*WHAT NEEDS TO BE DONE*
When the line containing "Practice. For this step, pick out the bicycle frame" is found in the data below, copy it and each line after it through the line containing "Practice. For this step, pick out the black", exactly and with no others.

[Records drawn from a dataset]
»»

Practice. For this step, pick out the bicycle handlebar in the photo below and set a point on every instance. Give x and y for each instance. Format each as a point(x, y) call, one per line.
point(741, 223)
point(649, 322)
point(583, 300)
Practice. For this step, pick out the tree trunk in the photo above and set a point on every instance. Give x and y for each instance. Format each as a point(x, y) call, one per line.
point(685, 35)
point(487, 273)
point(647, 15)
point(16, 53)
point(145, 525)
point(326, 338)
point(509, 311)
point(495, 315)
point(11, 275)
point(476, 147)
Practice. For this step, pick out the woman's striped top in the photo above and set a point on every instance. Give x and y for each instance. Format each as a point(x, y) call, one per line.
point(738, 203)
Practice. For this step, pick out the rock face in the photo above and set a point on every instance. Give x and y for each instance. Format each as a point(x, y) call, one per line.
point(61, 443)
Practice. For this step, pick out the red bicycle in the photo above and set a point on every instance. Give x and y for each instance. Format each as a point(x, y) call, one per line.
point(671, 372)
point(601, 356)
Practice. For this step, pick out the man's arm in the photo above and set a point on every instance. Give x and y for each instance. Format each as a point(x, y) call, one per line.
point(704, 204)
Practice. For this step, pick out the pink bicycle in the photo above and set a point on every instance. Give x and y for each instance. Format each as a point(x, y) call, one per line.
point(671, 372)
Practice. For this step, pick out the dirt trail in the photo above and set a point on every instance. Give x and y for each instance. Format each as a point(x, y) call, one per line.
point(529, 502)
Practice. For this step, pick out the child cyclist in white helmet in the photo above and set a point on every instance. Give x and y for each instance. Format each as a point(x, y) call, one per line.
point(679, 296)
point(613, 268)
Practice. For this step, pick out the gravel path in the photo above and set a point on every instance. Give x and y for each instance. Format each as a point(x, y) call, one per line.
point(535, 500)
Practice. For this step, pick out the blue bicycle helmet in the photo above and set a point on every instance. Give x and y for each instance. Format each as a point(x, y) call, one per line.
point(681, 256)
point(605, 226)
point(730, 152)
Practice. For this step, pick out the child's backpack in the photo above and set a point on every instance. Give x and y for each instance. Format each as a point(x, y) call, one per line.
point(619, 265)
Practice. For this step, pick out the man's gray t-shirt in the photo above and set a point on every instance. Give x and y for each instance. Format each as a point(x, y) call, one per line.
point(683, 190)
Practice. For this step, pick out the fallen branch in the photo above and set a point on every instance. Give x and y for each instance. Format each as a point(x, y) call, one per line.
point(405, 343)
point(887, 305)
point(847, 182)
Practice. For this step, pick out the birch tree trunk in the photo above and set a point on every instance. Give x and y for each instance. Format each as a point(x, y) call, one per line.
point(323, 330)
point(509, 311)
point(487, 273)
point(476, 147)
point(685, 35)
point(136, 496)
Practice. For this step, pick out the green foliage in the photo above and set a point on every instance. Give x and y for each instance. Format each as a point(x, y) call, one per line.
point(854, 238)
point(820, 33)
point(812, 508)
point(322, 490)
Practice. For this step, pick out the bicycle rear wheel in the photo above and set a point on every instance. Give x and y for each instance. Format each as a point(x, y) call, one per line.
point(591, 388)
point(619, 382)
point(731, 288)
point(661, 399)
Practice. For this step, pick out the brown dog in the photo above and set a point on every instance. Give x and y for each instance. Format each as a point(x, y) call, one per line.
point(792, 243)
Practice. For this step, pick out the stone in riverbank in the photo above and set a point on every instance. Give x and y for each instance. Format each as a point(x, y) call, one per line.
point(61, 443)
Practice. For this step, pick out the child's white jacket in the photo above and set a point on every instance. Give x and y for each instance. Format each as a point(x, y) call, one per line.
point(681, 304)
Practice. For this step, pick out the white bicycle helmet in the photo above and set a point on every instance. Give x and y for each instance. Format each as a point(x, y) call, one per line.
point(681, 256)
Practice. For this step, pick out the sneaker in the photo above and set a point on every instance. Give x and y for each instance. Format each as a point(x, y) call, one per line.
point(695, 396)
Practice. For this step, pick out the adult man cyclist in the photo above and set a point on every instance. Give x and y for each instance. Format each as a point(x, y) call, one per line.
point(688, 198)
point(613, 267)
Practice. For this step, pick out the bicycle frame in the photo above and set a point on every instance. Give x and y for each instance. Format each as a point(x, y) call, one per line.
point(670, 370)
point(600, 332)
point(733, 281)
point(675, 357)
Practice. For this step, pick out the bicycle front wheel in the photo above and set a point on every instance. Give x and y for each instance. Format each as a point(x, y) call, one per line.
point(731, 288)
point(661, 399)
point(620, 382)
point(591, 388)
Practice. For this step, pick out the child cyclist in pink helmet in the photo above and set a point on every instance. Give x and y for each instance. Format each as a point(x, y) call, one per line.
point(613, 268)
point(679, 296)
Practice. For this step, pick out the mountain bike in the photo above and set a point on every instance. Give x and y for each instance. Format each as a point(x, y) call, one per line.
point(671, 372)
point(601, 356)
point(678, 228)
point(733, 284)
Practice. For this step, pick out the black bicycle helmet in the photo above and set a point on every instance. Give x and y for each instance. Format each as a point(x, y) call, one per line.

««
»»

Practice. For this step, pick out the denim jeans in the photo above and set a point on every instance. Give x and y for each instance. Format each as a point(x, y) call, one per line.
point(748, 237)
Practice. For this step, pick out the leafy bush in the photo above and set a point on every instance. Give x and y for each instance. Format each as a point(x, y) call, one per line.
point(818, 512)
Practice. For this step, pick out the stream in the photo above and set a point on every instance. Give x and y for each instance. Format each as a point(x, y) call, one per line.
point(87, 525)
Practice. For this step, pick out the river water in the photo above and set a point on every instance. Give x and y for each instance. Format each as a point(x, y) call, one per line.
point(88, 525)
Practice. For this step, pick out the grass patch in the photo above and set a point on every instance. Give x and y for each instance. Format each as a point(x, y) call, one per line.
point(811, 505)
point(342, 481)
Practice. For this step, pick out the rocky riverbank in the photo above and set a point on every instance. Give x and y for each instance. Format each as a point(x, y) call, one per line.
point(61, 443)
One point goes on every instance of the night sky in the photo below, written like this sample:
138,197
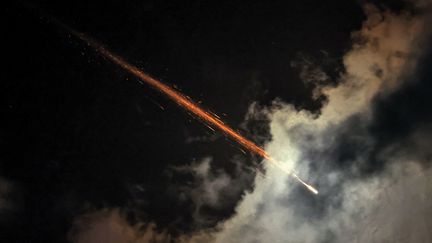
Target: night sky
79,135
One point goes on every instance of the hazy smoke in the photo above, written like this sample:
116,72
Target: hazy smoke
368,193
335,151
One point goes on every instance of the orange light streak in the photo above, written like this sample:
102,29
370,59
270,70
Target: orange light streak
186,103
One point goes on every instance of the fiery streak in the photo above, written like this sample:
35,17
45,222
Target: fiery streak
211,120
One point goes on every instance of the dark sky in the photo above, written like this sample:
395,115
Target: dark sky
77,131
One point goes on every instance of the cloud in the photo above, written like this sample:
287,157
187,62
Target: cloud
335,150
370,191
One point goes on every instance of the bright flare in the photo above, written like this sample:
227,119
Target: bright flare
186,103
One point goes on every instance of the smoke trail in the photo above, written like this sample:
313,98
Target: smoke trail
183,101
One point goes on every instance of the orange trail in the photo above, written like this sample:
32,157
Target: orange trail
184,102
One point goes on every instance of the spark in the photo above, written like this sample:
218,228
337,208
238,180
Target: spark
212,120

««

*RESULT*
Practice. For this step, pick out the bicycle frame in the photo above and set a point on every instance. Give x and y for each instance. Format each as a point(x, y) call, one per line.
point(670, 370)
point(600, 332)
point(733, 281)
point(675, 357)
Practice. For this step, pick out the bicycle front wheel in the photo above and set a point on every instance. Give x and y for each instance. Format each as a point(x, y) call, one per line.
point(731, 288)
point(661, 399)
point(620, 382)
point(591, 388)
Practice. For this step, pick out the child cyclist in pink helmet in the photo above and set a point on every instance. Give x and y for each instance. Format each as a point(x, y) call, one per line.
point(613, 268)
point(679, 296)
Practice. For this step, pick out the mountain bike in the photo above and set a point on every instance. Give x and y for each instance. Format each as a point(x, y) call, one per line.
point(671, 372)
point(601, 356)
point(678, 228)
point(733, 284)
Practice. For this step, pick out the black bicycle helmet in the photo above and set a point on every instance. Give x and y for each instance. Format each as a point(x, y) call, one per line.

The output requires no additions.